Data items
☆ ☆ ☆ ☆ ☆ ☆ ☆

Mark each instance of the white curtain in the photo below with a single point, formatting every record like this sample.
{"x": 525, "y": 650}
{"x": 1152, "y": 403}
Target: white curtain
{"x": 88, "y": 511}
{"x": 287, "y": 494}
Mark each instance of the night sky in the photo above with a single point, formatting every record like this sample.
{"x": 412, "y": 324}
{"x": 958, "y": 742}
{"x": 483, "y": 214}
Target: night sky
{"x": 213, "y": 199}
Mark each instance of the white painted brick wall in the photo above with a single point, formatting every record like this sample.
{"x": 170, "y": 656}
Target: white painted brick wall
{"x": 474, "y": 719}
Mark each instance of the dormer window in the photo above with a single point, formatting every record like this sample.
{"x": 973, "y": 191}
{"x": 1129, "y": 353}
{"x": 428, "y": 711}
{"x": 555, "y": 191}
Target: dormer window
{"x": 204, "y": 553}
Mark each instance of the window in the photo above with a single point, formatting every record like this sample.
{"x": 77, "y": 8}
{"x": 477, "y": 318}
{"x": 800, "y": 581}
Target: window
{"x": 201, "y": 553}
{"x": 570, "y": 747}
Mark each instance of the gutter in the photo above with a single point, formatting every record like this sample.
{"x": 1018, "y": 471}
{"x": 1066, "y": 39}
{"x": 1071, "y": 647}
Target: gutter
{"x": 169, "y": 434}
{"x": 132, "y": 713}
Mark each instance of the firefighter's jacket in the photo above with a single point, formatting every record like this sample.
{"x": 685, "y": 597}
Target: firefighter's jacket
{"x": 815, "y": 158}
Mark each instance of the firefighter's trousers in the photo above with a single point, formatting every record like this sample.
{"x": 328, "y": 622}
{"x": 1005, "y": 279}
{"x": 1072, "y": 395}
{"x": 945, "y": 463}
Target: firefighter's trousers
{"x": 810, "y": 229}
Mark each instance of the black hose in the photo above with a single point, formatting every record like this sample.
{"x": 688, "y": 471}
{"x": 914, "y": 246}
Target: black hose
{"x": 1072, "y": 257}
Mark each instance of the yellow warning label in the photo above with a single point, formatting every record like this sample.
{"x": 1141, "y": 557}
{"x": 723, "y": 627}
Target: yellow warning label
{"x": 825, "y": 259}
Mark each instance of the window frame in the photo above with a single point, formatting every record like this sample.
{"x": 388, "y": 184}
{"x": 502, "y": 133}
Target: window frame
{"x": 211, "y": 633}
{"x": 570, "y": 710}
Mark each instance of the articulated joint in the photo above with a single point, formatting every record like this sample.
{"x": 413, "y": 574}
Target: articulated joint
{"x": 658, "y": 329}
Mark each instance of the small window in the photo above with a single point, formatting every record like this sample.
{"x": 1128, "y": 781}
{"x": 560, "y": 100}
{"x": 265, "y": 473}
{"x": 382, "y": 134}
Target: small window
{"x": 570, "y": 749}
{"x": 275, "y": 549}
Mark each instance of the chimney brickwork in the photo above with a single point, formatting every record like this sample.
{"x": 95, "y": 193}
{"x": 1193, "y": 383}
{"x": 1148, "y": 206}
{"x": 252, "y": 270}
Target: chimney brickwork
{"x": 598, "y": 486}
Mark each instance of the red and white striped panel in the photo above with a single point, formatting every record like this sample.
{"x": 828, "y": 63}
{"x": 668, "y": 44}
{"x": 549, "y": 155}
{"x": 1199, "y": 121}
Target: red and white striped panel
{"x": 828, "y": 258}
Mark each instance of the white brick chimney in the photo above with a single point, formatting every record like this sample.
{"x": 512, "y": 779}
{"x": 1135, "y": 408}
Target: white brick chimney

☆ ☆ ☆ ☆ ☆ ☆ ☆

=== Stated goal ===
Copy all of the material above word for word, with nothing left out or changed.

=== Answer to the problem ===
Mark each instance of the white curtain in the photo below with a single point, formatting every record like this sample.
{"x": 525, "y": 650}
{"x": 1152, "y": 403}
Target: white curtain
{"x": 88, "y": 511}
{"x": 287, "y": 494}
Mark each instance of the night sky in the photo above with a single point, formatting every record like this sample.
{"x": 412, "y": 324}
{"x": 958, "y": 742}
{"x": 483, "y": 214}
Target: night sky
{"x": 213, "y": 199}
Mark each instance of the white painted brick wall in the photo above with a single point, formatting every record like this sample.
{"x": 170, "y": 656}
Target: white painted brick wall
{"x": 474, "y": 719}
Mark each instance of the dormer window in the photo above with a single point, formatting every record like this sample.
{"x": 973, "y": 191}
{"x": 1129, "y": 353}
{"x": 428, "y": 711}
{"x": 555, "y": 191}
Target: dormer window
{"x": 204, "y": 553}
Mark each instance of the window in the photo above with a single point, formatting every record like this sample.
{"x": 77, "y": 8}
{"x": 477, "y": 318}
{"x": 800, "y": 581}
Target: window
{"x": 201, "y": 553}
{"x": 570, "y": 747}
Mark each instance of the gutter in the photo above with a single point, formatting every record like this sample.
{"x": 1018, "y": 471}
{"x": 1066, "y": 39}
{"x": 1071, "y": 647}
Target: gutter
{"x": 169, "y": 434}
{"x": 132, "y": 713}
Mark each instance of the firefighter's jacket in the photo above with a single point, formatting every record like this sample.
{"x": 685, "y": 597}
Target: firefighter's jacket
{"x": 815, "y": 158}
Mark each instance of the firefighter's trousers in the photo above with a single point, formatting every record like this sample.
{"x": 328, "y": 622}
{"x": 1005, "y": 279}
{"x": 1072, "y": 395}
{"x": 945, "y": 463}
Target: firefighter's trousers
{"x": 810, "y": 229}
Mark each instance of the black hose in the photo above with a single point, formatting every record like this sample.
{"x": 688, "y": 471}
{"x": 914, "y": 246}
Target: black hose
{"x": 1072, "y": 257}
Mark each instance of the yellow warning label in the photo above with a single point, formatting every record like this sample.
{"x": 1141, "y": 557}
{"x": 723, "y": 627}
Target: yellow warning label
{"x": 825, "y": 259}
Mark each instance of the window frame in the photo above with a single point, formatting every record like this sample.
{"x": 388, "y": 184}
{"x": 502, "y": 133}
Target: window frame
{"x": 211, "y": 633}
{"x": 570, "y": 710}
Mark each instance of the articulated joint in the photo above with a single point, formatting every record like this sample.
{"x": 413, "y": 574}
Target: articulated joint
{"x": 658, "y": 329}
Mark each instance of the small window in the photo above with a single point, formatting every record like this sample.
{"x": 1128, "y": 781}
{"x": 560, "y": 100}
{"x": 265, "y": 473}
{"x": 382, "y": 134}
Target: small window
{"x": 570, "y": 749}
{"x": 275, "y": 549}
Mark each instance of the chimney brickwork in the photo above with a single point, formatting every record like this sample.
{"x": 95, "y": 193}
{"x": 1193, "y": 383}
{"x": 1148, "y": 206}
{"x": 252, "y": 270}
Target: chimney brickwork
{"x": 598, "y": 486}
Mark each instance of the red and white striped panel in the photo above with a single point, formatting every record like this sample.
{"x": 828, "y": 63}
{"x": 668, "y": 44}
{"x": 549, "y": 155}
{"x": 1199, "y": 121}
Target: red and white striped panel
{"x": 828, "y": 258}
Mark each instance of the white brick chimney in the photo above with a single point, formatting every record like this sample.
{"x": 512, "y": 779}
{"x": 1135, "y": 408}
Target: white brick chimney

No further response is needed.